CONSIGNE:
Citez mot pour mot le matériel ci-dessous, depuis son début jusqu'à la ligne qui contient « 449], [619, 503]] », celle-ci comprise. Ne reprenez pas les images.

Données d'annotation de zones d'image:
::::::
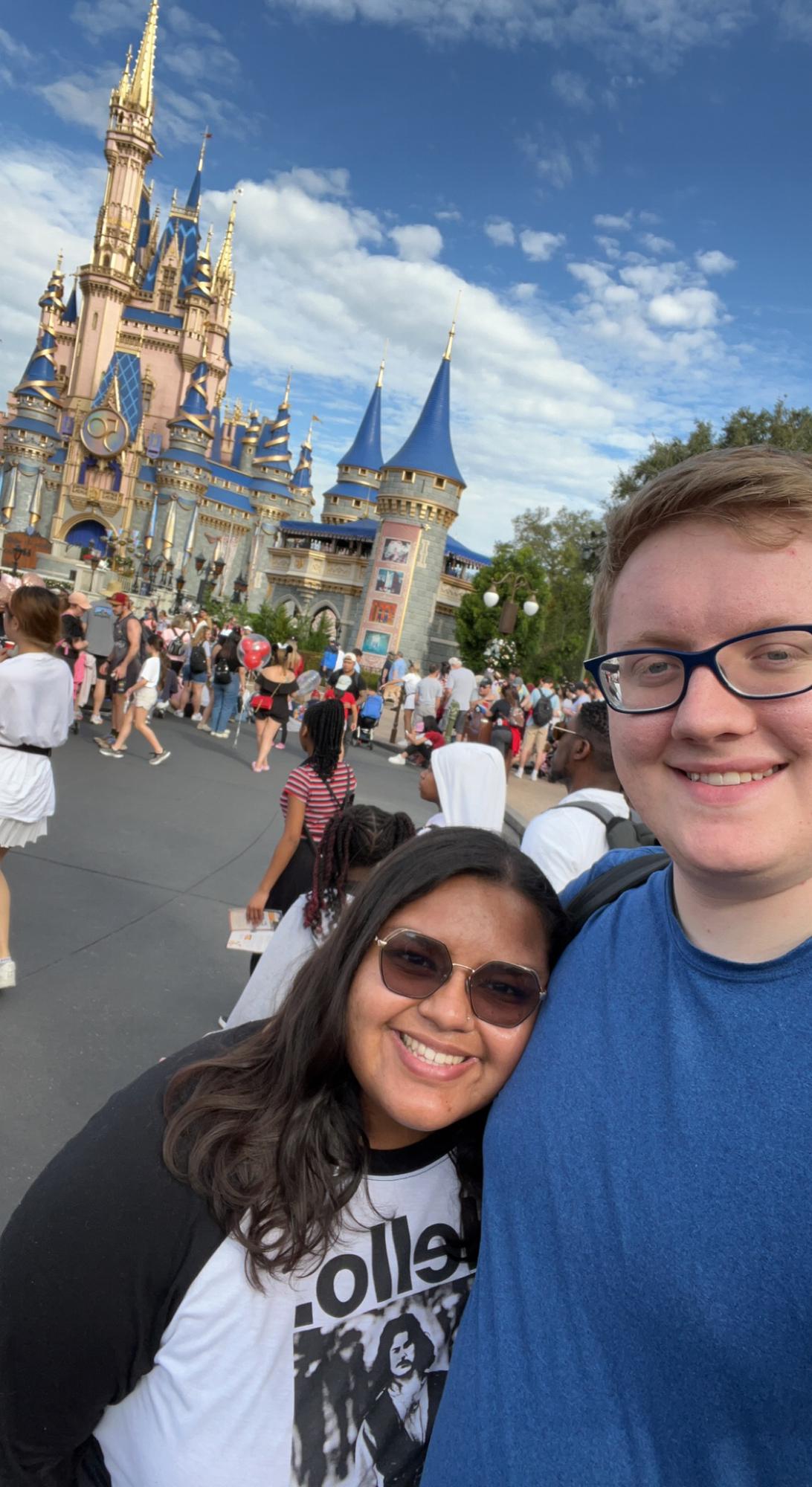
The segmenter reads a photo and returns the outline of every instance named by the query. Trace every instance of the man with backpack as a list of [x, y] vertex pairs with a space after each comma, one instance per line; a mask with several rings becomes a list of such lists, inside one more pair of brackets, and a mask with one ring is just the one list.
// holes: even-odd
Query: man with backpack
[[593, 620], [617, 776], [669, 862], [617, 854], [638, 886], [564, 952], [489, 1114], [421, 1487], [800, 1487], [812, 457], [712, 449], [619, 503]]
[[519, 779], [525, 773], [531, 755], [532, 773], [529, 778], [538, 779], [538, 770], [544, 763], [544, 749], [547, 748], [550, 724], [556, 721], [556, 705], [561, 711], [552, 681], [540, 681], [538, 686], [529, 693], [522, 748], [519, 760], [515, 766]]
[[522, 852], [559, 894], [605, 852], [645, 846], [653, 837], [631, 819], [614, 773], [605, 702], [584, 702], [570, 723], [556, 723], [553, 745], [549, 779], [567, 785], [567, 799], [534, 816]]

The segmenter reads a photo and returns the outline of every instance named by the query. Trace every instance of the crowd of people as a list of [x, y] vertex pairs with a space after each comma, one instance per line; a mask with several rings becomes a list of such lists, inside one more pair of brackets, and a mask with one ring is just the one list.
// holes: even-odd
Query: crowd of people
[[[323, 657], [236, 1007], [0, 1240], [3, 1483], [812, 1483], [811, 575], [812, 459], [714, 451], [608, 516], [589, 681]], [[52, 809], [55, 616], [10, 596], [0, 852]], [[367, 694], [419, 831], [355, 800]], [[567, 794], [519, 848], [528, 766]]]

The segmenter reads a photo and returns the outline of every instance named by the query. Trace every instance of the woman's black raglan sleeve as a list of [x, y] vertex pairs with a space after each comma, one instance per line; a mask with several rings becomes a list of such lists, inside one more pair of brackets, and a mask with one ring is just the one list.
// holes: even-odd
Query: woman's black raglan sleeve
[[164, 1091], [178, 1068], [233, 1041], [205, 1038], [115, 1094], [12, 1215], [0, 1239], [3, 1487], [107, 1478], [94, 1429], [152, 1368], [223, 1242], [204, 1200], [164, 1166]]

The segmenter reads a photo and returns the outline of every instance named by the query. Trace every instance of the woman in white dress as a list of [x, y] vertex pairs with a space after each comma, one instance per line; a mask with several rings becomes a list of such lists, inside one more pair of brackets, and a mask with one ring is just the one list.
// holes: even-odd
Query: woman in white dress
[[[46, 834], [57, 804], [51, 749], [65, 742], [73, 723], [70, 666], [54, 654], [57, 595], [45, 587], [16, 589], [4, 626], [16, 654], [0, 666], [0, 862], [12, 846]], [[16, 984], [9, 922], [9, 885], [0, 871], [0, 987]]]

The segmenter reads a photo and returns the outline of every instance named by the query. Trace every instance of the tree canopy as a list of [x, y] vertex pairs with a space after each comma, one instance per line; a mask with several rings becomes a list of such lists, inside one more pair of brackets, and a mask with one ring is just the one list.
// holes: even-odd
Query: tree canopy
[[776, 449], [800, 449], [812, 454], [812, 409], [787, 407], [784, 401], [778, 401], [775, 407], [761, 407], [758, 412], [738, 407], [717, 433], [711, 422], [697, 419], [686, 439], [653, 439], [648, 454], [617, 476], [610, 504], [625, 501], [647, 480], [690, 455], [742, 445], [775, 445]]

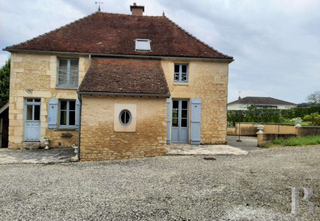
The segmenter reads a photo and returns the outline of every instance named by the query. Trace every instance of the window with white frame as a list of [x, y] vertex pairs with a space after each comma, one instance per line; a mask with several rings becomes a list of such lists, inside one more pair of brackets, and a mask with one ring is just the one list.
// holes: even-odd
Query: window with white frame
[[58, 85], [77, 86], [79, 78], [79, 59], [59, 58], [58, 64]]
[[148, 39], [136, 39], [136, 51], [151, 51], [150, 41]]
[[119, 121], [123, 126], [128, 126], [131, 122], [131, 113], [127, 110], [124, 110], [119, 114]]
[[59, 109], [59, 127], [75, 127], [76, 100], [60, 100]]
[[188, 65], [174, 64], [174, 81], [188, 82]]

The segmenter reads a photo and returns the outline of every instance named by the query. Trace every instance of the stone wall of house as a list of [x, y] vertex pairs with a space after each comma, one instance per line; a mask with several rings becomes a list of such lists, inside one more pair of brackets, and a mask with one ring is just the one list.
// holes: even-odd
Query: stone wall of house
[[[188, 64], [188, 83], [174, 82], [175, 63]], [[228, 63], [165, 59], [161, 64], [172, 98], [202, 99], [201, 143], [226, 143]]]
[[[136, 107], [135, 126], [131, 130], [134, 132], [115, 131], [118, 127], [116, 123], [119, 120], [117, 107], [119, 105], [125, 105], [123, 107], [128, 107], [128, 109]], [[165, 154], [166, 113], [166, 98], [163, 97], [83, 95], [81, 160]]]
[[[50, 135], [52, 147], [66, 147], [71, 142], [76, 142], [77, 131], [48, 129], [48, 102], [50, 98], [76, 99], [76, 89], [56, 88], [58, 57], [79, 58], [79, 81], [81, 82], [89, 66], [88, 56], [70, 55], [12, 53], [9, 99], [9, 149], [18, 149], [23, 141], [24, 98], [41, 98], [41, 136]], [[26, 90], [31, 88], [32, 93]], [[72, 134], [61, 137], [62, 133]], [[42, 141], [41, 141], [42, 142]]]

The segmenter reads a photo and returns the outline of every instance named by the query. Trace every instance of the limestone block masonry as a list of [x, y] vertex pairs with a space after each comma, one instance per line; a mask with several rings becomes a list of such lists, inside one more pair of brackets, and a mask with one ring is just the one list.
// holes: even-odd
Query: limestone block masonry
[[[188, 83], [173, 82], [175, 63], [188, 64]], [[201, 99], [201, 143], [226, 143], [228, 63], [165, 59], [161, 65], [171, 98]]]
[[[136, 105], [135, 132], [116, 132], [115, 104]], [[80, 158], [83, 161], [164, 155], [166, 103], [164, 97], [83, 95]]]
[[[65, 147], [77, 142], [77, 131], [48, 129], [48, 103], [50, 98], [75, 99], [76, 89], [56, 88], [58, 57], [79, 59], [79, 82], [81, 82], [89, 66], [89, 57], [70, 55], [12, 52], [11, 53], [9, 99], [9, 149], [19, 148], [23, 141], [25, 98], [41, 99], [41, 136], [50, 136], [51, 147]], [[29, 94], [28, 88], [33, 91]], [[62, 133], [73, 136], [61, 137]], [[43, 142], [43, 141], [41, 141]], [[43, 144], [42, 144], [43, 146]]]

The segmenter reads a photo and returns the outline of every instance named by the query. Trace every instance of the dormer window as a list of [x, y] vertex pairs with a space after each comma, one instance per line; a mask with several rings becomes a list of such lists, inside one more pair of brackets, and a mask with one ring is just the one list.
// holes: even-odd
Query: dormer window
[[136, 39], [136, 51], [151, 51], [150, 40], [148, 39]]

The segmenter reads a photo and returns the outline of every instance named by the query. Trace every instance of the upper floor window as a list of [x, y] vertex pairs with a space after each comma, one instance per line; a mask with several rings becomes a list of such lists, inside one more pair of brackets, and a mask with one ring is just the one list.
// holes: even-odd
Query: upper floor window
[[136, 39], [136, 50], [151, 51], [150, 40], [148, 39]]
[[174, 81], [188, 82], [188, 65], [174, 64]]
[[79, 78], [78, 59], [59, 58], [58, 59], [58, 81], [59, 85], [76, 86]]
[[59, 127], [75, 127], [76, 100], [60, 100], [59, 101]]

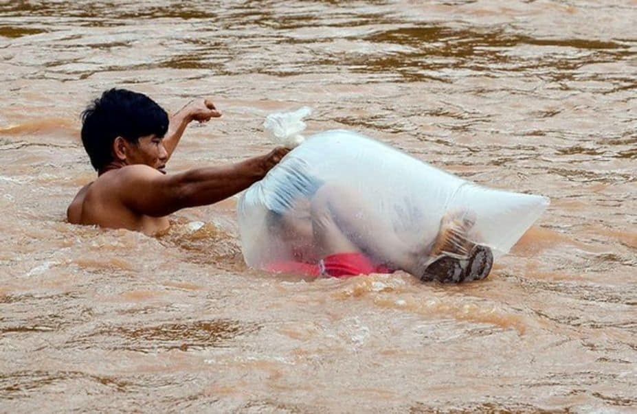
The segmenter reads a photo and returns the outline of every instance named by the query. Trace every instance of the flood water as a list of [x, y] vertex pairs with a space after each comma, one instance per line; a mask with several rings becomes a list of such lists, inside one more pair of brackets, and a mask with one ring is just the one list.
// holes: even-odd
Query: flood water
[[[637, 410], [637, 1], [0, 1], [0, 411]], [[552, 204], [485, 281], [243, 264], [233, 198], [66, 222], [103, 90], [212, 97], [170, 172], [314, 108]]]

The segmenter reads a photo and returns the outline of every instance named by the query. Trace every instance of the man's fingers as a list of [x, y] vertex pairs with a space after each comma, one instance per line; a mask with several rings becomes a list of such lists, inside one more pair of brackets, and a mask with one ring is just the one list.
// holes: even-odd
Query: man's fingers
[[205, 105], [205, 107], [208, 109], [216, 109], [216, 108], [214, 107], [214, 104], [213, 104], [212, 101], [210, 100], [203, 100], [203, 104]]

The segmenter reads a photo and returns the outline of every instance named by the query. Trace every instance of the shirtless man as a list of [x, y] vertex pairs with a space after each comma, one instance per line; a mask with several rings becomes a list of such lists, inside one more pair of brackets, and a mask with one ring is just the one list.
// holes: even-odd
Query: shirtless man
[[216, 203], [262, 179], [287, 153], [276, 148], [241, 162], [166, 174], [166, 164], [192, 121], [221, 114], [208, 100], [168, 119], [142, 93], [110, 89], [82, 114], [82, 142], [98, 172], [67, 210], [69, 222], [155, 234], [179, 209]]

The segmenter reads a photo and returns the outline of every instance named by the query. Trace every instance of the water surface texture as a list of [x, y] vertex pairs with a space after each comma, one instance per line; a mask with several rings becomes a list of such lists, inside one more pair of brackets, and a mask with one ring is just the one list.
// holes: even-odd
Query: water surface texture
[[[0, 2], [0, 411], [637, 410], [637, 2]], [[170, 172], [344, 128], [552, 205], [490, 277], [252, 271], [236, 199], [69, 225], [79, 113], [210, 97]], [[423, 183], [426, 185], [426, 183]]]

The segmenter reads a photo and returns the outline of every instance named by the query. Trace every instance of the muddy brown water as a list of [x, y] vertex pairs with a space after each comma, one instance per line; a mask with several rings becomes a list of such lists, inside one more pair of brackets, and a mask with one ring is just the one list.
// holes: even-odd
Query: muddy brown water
::::::
LA SOLUTION:
The segmenter reads a photo and returns the outline of every instance named by the query. Trace every instance of the man with backpack as a list of [x, y] vertex pairs with a space after each comma, one instance per line; a mask with several rings becomes a list of such lists, inside one more pair of brackets, and a mask with one ring is just the one list.
// holes: even-odd
Query: man with backpack
[[593, 620], [617, 776], [669, 862], [617, 854], [638, 886], [564, 952], [489, 1114], [421, 1487], [800, 1487], [812, 457], [712, 449], [619, 503]]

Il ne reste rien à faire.